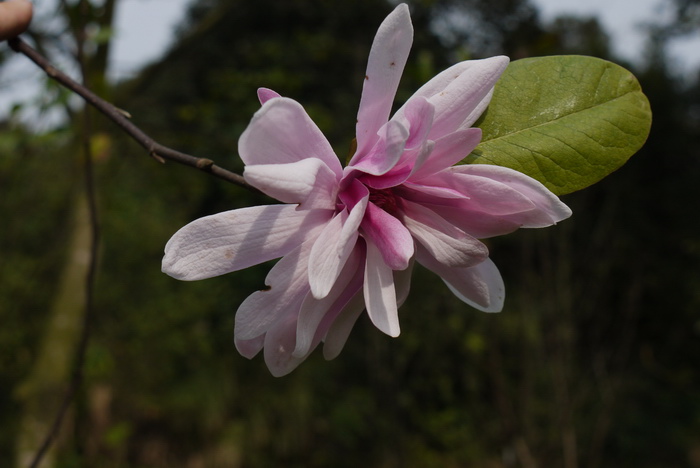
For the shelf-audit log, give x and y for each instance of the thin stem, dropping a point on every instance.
(118, 116)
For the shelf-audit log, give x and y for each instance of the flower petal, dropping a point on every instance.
(315, 311)
(389, 235)
(548, 208)
(265, 94)
(287, 285)
(461, 93)
(402, 283)
(448, 151)
(418, 118)
(279, 346)
(332, 248)
(308, 182)
(385, 65)
(379, 292)
(249, 348)
(282, 132)
(480, 286)
(385, 153)
(481, 193)
(446, 243)
(233, 240)
(339, 331)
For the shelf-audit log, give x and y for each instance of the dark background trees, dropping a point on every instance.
(591, 364)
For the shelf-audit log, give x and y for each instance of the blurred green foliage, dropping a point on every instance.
(592, 363)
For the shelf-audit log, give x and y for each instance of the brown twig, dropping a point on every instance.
(155, 149)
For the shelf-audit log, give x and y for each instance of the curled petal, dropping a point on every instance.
(448, 151)
(387, 59)
(332, 248)
(341, 327)
(287, 285)
(481, 193)
(446, 243)
(461, 102)
(282, 132)
(315, 313)
(419, 116)
(233, 240)
(548, 209)
(380, 295)
(386, 152)
(480, 286)
(265, 94)
(460, 94)
(402, 283)
(280, 342)
(389, 235)
(308, 182)
(249, 348)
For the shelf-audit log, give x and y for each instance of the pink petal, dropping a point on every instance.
(548, 208)
(478, 224)
(339, 331)
(448, 151)
(279, 346)
(249, 348)
(313, 311)
(379, 292)
(461, 102)
(480, 286)
(481, 193)
(385, 153)
(418, 116)
(387, 59)
(402, 283)
(308, 182)
(287, 285)
(389, 235)
(282, 132)
(265, 94)
(446, 243)
(332, 248)
(233, 240)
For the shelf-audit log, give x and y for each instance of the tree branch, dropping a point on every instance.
(121, 118)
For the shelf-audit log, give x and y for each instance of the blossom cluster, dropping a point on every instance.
(349, 237)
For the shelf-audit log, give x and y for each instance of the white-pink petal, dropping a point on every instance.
(480, 286)
(552, 209)
(455, 105)
(286, 286)
(249, 348)
(233, 240)
(391, 237)
(386, 152)
(280, 341)
(379, 292)
(448, 244)
(309, 182)
(385, 65)
(314, 311)
(339, 331)
(332, 249)
(282, 132)
(448, 151)
(265, 94)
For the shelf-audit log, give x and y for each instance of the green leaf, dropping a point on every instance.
(567, 121)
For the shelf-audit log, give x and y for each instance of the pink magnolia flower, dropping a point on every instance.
(349, 237)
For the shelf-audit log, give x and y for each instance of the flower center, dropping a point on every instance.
(384, 199)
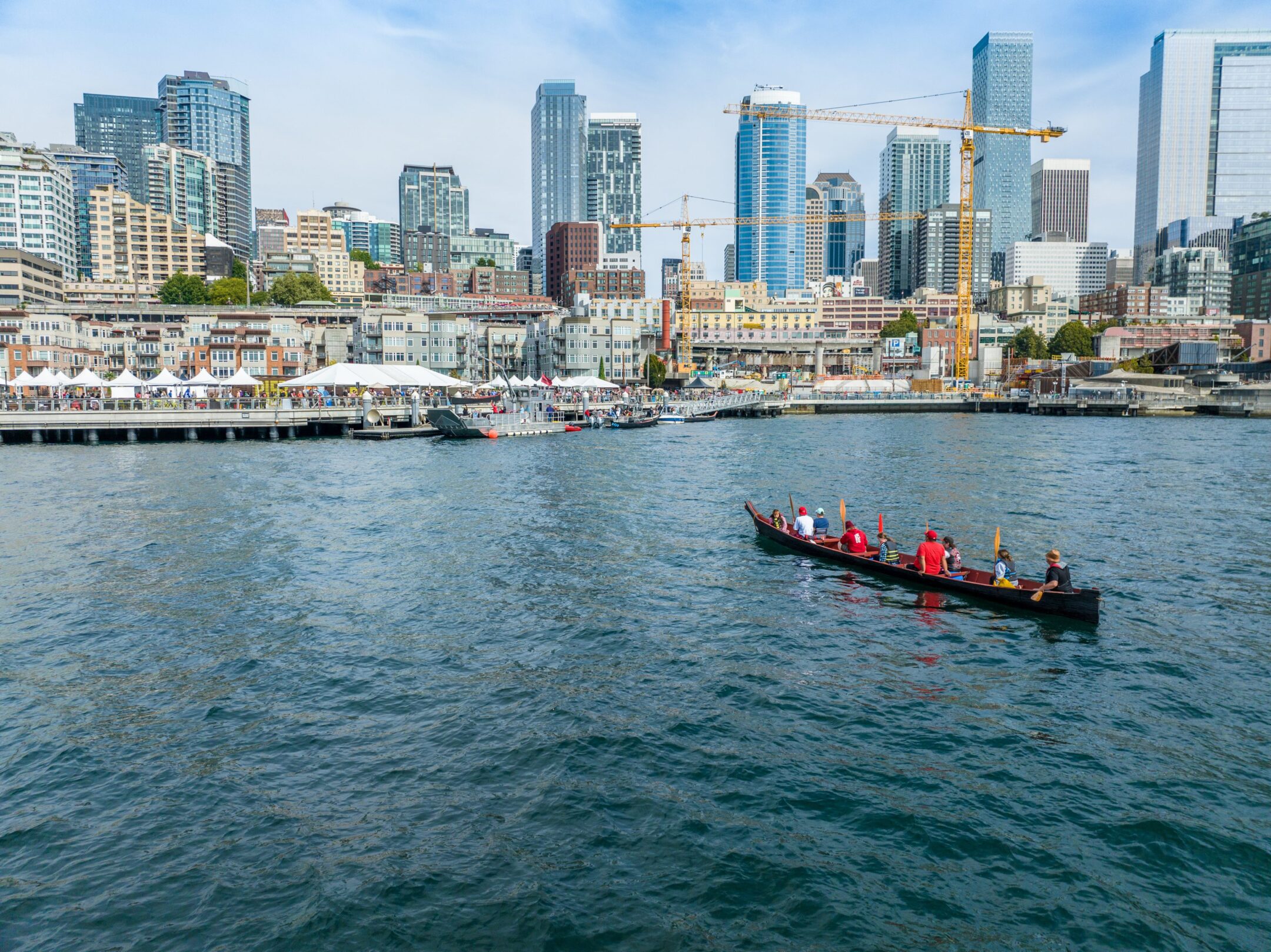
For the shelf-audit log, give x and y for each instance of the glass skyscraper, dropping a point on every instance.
(614, 177)
(913, 177)
(120, 125)
(211, 115)
(558, 162)
(88, 171)
(771, 176)
(1002, 96)
(1204, 131)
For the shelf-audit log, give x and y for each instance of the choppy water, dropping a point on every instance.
(552, 693)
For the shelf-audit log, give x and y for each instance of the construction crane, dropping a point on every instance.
(967, 129)
(684, 342)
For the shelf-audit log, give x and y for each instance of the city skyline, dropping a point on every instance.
(482, 126)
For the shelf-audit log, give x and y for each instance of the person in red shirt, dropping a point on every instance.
(853, 540)
(931, 557)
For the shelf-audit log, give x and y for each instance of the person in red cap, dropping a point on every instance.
(853, 540)
(931, 557)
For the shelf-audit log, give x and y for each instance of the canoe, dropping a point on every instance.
(1081, 604)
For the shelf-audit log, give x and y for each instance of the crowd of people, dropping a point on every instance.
(936, 554)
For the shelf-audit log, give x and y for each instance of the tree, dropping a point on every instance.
(1027, 345)
(291, 289)
(655, 370)
(906, 324)
(184, 289)
(228, 290)
(1074, 337)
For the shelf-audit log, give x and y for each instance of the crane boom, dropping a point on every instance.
(967, 128)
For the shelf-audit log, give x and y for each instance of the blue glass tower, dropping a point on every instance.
(1002, 96)
(772, 168)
•••••
Goal: Format every line of the records above as a Markdown table with the columns No and Line, numbering each row and skipping blank lines. Leave the pictures out of the table.

Answer to the exercise:
| No | Line |
|---|---|
| 1 | For the shelf-audit log, give x and y for each instance of the thin stem, dropping a point on every instance. |
| 2 | (118, 116) |
| 3 | For the shelf-audit log, give x and y for each instance of the flower petal, dropping a point on every instance. |
| 4 | (315, 311) |
| 5 | (389, 235) |
| 6 | (548, 208) |
| 7 | (265, 94) |
| 8 | (287, 285) |
| 9 | (461, 93) |
| 10 | (402, 283) |
| 11 | (448, 151) |
| 12 | (418, 118) |
| 13 | (279, 346) |
| 14 | (332, 248) |
| 15 | (308, 182) |
| 16 | (385, 65) |
| 17 | (379, 292) |
| 18 | (249, 348) |
| 19 | (282, 132) |
| 20 | (480, 286) |
| 21 | (385, 153) |
| 22 | (481, 193) |
| 23 | (446, 243) |
| 24 | (233, 240) |
| 25 | (339, 331) |
| 26 | For the shelf-audit log, give x and y for each instance of the dark background trees, dropping a point on every instance. |
| 27 | (591, 364) |
| 28 | For the shelf-audit log, give x and y for each instance of the blurred green foliage, dropping a point on every instance. |
| 29 | (592, 363) |
| 30 | For the shelf-audit log, give x and y for each instance of the brown twig, dropping a point on every instance. |
| 31 | (155, 149) |
| 32 | For the shelf-audit log, give x and y for each instance of the curled petal, dropping a point on every instance. |
| 33 | (448, 151) |
| 34 | (387, 59) |
| 35 | (332, 248) |
| 36 | (341, 327) |
| 37 | (287, 285) |
| 38 | (481, 193) |
| 39 | (446, 243) |
| 40 | (461, 102) |
| 41 | (282, 132) |
| 42 | (315, 313) |
| 43 | (419, 116) |
| 44 | (233, 240) |
| 45 | (548, 209) |
| 46 | (380, 295) |
| 47 | (386, 152) |
| 48 | (480, 286) |
| 49 | (265, 94) |
| 50 | (460, 94) |
| 51 | (402, 283) |
| 52 | (280, 342) |
| 53 | (389, 235) |
| 54 | (308, 182) |
| 55 | (249, 348) |
| 56 | For the shelf-audit log, give x and y for each instance of the pink petal, dropping a point on every instance. |
| 57 | (548, 208) |
| 58 | (478, 224) |
| 59 | (339, 331) |
| 60 | (448, 151) |
| 61 | (279, 346) |
| 62 | (249, 348) |
| 63 | (313, 311) |
| 64 | (379, 292) |
| 65 | (461, 102) |
| 66 | (480, 286) |
| 67 | (481, 193) |
| 68 | (385, 153) |
| 69 | (418, 116) |
| 70 | (387, 59) |
| 71 | (402, 283) |
| 72 | (308, 182) |
| 73 | (287, 285) |
| 74 | (389, 235) |
| 75 | (282, 132) |
| 76 | (265, 94) |
| 77 | (446, 243) |
| 78 | (332, 248) |
| 79 | (233, 240) |
| 80 | For the shelf-audit log, give x and y for each instance of the tree branch, dropping a point on every instance. |
| 81 | (121, 118) |
| 82 | For the shelf-audit log, give x and y for each instance of the blossom cluster, dropping a point on every instance. |
| 83 | (349, 237) |
| 84 | For the shelf-audit log, give x and y for each instance of the white-pink petal, dropping a point on every instance. |
| 85 | (480, 286) |
| 86 | (552, 209) |
| 87 | (455, 105) |
| 88 | (286, 286) |
| 89 | (249, 348) |
| 90 | (233, 240) |
| 91 | (391, 237) |
| 92 | (386, 152) |
| 93 | (280, 341) |
| 94 | (379, 292) |
| 95 | (448, 244) |
| 96 | (309, 182) |
| 97 | (385, 65) |
| 98 | (314, 311) |
| 99 | (339, 331) |
| 100 | (332, 249) |
| 101 | (282, 132) |
| 102 | (448, 151) |
| 103 | (265, 94) |
| 104 | For the shelf-audit log, give x and y for each instance of the green leaf, dropping a point on every instance. |
| 105 | (567, 121) |
| 106 | For the shelf-audit log, give x and y for each instance of the pink magnolia flower, dropping a point on every instance. |
| 107 | (349, 237) |
| 108 | For the shelf-audit log, give x and y for each instance of the flower center, dropping a point on every instance. |
| 109 | (384, 199) |
| 110 | For the shelf-audit log, give x and y for each instance of the glass skyscraper, dropping a point on every instance. |
| 111 | (614, 177) |
| 112 | (913, 177) |
| 113 | (120, 125) |
| 114 | (211, 115) |
| 115 | (558, 162) |
| 116 | (88, 171) |
| 117 | (771, 176) |
| 118 | (1002, 96) |
| 119 | (1204, 131) |
| 120 | For the shelf-audit log, give x and y for each instance of the choppy water, dropping a point on every instance. |
| 121 | (552, 693) |
| 122 | For the shelf-audit log, give x and y for each instance of the construction crane, dropping a point on every instance. |
| 123 | (967, 129) |
| 124 | (684, 342) |
| 125 | For the shelf-audit log, give x and y for each instance of the city skyline, dropping a point on every instance. |
| 126 | (482, 126) |
| 127 | For the shelf-audit log, give x and y for each instance of the person in red shirt, dropping a point on every instance. |
| 128 | (853, 540) |
| 129 | (931, 557) |
| 130 | For the shelf-audit log, give x and y for each instance of the person in red cap, dropping a point on every instance. |
| 131 | (853, 540) |
| 132 | (931, 557) |
| 133 | For the shelf-audit log, give x and y for each instance of the canoe, dropping a point on every instance. |
| 134 | (1081, 604) |
| 135 | For the shelf-audit log, give x and y for each instance of the crowd of people, dropping a point on every instance. |
| 136 | (936, 554) |
| 137 | For the shelf-audit log, give x and y for each instance of the tree, dropping a point on every instance. |
| 138 | (1027, 345) |
| 139 | (291, 289) |
| 140 | (655, 370) |
| 141 | (906, 324) |
| 142 | (184, 289) |
| 143 | (228, 290) |
| 144 | (1074, 337) |
| 145 | For the shelf-audit log, give x and y for each instance of the crane boom, dropping a point on every instance. |
| 146 | (967, 128) |
| 147 | For the shelf-audit log, give x and y for each instance of the blue glass tower, dropping a point on every instance. |
| 148 | (1002, 96) |
| 149 | (772, 168) |